Gov. Pat Quinn is spending the summer polishing his image for voters this fall. He's toured jail cells, navigated rubble at construction sites, met with dental students and even shared the podium with his Yorkshire terrier, Bailey, all while signing routine bills into law.
Quinn's not the first governor to accentuate the positive. For Quinn, the steady stream of carefully orchestrated, TV-friendly events allows him to conserve campaign cash and appear gubernatorial. They provide the public with a can-do view that contrasts with Quinn's inability so far to pass the major tax increase he covets and make enough cuts to balance the state budget.
Republican foe Sen. Bill Brady questions Quinn's approach, saying it's a concern that the governor is using state resources to stage elaborate bill signings when he can just as easily take action from the comfort of his office.
========================================
## Problems to solve
• A. In the article on Gov. Pat Quinn's summer events, what is the name of his Yorkshire terrier?
• B. Pick up the article on Gov. Pat Quinn's summer events after its last sentence and continue writing it.
The data after this sentence is separate material, apart from the article on Gov. Pat Quinn.

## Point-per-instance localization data
========================================
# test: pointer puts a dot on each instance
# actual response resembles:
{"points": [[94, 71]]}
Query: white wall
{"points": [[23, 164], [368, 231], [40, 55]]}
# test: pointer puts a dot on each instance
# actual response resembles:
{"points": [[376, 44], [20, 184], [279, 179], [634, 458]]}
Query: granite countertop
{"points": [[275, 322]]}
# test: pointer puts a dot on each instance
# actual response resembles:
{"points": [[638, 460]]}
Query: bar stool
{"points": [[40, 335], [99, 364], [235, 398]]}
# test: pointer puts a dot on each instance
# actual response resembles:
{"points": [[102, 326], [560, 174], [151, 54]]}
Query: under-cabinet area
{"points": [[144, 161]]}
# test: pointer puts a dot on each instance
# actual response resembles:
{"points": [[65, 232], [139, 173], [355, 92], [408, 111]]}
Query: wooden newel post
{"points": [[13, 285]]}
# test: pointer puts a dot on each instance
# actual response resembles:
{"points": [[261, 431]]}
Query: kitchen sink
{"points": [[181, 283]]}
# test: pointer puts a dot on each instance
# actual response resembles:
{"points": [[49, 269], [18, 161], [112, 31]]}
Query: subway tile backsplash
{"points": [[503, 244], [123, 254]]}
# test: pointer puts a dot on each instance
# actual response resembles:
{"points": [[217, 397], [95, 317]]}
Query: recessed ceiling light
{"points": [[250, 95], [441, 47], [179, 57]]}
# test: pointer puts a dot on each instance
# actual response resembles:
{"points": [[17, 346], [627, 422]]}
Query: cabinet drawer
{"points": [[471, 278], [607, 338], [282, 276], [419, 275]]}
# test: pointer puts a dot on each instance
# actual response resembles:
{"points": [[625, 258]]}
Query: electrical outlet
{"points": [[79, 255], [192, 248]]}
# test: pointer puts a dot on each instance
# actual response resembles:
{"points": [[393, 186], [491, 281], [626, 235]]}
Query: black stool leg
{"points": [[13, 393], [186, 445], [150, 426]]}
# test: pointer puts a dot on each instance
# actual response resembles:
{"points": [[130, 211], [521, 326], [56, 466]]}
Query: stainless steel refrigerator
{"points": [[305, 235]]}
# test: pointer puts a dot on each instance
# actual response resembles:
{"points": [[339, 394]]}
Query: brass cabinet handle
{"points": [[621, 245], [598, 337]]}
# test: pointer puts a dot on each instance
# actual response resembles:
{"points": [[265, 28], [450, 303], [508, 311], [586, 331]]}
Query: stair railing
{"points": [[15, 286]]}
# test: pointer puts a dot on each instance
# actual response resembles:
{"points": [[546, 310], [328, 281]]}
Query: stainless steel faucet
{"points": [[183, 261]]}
========================================
## Results of the tasks
• A. Bailey.

• B.
As the Nov. 2 election nears, the issues Quinn seizes on are just as telling as those he lets quietly slip by, said Kent Redfield, a political science professor at the University of Illinois at Springfield.
"Mixing business with politics is as old as the Republic," Redfield said. "How you handle these things is going to depend on whether you can use them for your advantage and gets you coverage in terms that are generally favorable for the narrative you're mapping. And other issues, you do them late on a Friday because you want to minimize the coverage and you don't want the attention."
Redfield's comments were featured in a August 8, 2010, article in the Chicago Tribune.